◆ WHAT IS EXPECTED ◆
Please count the lines in the records that contain the word "area" and give only that number.

[Region outline entries]
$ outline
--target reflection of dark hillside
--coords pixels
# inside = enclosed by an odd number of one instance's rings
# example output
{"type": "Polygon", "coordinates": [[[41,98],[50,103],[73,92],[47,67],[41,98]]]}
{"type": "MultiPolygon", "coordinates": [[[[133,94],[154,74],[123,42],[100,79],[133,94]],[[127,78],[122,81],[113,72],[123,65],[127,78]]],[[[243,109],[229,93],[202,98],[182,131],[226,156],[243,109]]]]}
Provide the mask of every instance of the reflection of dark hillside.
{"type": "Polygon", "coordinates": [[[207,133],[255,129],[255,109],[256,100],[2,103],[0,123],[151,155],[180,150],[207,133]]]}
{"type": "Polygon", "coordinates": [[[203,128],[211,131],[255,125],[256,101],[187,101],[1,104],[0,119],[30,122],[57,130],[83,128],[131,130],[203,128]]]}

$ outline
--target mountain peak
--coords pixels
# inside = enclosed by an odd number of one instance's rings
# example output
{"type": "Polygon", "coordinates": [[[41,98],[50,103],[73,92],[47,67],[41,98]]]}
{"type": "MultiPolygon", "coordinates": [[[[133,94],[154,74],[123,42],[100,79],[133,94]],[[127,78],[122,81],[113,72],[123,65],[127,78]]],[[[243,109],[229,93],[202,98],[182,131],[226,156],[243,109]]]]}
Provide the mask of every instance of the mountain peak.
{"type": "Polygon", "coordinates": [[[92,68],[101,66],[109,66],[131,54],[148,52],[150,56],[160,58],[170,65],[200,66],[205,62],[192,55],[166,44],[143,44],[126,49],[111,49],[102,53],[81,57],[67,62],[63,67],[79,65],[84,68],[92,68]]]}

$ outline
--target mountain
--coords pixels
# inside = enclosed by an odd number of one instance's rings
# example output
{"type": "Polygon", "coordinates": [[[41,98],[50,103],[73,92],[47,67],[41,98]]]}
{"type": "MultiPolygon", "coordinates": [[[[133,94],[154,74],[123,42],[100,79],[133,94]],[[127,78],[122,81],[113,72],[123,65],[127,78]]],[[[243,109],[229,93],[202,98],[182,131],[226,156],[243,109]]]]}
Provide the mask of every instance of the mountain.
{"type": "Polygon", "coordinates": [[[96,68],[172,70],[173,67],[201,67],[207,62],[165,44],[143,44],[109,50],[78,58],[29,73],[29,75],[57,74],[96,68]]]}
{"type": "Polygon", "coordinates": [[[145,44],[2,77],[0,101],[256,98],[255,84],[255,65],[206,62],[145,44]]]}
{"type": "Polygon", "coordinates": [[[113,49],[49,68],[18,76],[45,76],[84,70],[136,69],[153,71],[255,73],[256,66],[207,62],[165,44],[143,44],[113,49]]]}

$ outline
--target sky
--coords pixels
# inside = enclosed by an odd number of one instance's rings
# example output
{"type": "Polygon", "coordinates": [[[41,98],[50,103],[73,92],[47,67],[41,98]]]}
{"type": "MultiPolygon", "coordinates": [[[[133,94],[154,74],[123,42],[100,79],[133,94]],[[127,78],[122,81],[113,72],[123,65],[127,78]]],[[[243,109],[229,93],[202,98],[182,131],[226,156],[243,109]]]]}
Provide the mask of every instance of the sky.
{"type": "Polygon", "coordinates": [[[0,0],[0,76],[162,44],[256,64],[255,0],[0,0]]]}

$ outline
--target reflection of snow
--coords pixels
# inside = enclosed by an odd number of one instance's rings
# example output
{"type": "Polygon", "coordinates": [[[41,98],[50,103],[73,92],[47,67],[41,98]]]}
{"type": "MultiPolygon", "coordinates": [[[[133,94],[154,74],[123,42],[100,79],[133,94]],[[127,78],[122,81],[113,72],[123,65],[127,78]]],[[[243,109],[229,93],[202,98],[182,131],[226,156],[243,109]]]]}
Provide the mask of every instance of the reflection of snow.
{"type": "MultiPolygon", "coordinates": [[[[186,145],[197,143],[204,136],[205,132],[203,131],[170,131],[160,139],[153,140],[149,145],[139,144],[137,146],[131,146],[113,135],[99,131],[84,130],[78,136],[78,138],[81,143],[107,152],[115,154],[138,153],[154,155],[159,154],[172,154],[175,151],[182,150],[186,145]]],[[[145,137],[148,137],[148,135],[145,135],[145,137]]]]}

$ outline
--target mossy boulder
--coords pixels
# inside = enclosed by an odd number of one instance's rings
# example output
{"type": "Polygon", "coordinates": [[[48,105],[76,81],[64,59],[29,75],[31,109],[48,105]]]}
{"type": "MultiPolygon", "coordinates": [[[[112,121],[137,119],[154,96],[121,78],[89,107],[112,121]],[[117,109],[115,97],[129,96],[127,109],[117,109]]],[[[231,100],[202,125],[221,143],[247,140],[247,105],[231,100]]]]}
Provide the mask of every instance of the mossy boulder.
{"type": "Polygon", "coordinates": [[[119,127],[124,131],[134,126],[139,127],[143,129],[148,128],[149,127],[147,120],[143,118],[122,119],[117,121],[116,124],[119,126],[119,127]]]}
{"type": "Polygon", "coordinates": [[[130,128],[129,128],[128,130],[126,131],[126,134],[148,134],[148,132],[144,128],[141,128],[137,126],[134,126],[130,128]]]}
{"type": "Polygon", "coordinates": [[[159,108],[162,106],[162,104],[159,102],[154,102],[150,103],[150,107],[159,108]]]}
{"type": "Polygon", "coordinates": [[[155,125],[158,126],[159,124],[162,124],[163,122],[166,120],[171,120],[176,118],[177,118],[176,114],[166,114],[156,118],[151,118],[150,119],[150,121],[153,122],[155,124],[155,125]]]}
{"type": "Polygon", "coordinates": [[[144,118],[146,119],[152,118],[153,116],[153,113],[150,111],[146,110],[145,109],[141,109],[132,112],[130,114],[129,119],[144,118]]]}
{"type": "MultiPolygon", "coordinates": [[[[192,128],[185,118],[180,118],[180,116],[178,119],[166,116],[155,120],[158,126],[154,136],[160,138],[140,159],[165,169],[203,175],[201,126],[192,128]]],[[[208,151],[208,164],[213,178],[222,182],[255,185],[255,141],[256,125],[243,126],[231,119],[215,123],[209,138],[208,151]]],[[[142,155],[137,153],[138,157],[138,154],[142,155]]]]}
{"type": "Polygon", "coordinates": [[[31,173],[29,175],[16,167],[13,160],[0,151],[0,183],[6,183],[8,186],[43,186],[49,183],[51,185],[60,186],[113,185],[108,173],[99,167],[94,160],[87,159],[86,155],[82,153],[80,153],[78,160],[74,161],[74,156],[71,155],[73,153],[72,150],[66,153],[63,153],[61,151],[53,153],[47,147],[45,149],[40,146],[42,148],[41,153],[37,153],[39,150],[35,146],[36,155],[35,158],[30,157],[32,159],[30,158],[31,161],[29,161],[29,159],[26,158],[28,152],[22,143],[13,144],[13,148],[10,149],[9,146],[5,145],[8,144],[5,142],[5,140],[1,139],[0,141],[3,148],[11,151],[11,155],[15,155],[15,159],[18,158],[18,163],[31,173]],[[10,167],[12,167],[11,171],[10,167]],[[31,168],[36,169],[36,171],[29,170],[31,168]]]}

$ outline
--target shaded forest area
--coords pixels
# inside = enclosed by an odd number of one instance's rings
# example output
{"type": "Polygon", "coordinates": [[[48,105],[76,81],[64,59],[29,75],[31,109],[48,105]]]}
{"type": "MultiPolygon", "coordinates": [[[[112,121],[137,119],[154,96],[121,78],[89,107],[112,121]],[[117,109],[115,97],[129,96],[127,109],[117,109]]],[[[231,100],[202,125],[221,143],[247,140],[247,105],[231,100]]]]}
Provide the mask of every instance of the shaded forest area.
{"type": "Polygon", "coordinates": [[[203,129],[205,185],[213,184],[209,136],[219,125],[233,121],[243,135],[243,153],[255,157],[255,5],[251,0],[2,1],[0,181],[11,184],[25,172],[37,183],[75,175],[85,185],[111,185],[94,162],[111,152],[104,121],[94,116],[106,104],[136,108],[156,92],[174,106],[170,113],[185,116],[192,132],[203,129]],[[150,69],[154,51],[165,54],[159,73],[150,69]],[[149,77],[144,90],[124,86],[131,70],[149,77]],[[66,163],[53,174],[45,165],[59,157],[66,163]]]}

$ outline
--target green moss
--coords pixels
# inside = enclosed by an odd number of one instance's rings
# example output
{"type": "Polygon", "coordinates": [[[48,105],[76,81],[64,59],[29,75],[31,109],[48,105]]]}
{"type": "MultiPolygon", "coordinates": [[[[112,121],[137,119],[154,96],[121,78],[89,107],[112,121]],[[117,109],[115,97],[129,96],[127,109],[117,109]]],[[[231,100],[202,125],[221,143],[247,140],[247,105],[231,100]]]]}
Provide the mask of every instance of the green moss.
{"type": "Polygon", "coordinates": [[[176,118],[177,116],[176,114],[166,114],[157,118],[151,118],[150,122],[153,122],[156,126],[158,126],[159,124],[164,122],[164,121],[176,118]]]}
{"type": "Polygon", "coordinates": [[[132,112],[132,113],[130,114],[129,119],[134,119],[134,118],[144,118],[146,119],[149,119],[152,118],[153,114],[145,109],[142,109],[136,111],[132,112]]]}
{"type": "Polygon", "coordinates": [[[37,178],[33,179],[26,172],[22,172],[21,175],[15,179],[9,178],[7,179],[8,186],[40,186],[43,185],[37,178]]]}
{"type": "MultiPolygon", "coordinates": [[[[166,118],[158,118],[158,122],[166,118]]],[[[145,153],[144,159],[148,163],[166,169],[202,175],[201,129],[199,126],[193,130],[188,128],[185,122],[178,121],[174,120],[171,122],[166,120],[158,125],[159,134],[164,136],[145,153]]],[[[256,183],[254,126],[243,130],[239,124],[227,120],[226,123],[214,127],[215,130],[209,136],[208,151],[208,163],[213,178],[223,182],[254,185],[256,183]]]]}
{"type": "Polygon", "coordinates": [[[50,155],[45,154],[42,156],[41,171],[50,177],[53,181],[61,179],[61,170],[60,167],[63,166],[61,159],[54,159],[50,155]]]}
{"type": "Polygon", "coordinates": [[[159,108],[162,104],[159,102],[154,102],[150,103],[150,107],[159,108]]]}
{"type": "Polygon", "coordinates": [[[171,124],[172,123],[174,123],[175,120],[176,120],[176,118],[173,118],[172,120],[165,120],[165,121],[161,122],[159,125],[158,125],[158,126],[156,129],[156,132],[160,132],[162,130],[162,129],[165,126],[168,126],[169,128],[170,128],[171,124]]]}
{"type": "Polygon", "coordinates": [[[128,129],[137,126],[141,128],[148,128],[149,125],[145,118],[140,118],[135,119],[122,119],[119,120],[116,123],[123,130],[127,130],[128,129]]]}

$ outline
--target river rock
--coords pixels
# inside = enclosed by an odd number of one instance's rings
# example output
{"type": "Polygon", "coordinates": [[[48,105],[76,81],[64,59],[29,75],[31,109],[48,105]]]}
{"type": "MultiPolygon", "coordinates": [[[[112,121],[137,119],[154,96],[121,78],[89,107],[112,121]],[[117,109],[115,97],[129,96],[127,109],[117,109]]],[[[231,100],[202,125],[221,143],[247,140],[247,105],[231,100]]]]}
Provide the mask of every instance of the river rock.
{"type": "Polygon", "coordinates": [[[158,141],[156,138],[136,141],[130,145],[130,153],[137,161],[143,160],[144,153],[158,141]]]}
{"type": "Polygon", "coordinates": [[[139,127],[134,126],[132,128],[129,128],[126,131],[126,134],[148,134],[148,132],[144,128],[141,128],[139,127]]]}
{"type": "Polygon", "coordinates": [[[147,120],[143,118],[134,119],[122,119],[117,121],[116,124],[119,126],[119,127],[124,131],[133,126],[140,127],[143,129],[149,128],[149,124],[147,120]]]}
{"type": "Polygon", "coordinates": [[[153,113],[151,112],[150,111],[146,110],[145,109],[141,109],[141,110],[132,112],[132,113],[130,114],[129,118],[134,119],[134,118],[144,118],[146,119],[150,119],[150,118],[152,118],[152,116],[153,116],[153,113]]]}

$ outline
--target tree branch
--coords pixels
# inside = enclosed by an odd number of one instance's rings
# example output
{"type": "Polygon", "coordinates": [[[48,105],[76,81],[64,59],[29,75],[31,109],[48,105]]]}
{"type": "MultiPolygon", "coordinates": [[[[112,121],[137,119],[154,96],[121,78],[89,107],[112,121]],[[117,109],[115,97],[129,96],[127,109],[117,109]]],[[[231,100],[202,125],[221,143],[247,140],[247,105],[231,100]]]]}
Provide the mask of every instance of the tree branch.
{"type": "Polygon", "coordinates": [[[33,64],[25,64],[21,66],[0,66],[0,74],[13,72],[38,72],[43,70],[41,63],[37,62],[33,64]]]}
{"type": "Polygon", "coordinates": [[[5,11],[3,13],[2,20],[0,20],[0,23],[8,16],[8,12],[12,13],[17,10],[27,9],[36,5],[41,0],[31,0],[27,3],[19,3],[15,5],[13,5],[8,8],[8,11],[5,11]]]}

◆ THE COMPLETED TASK ◆
2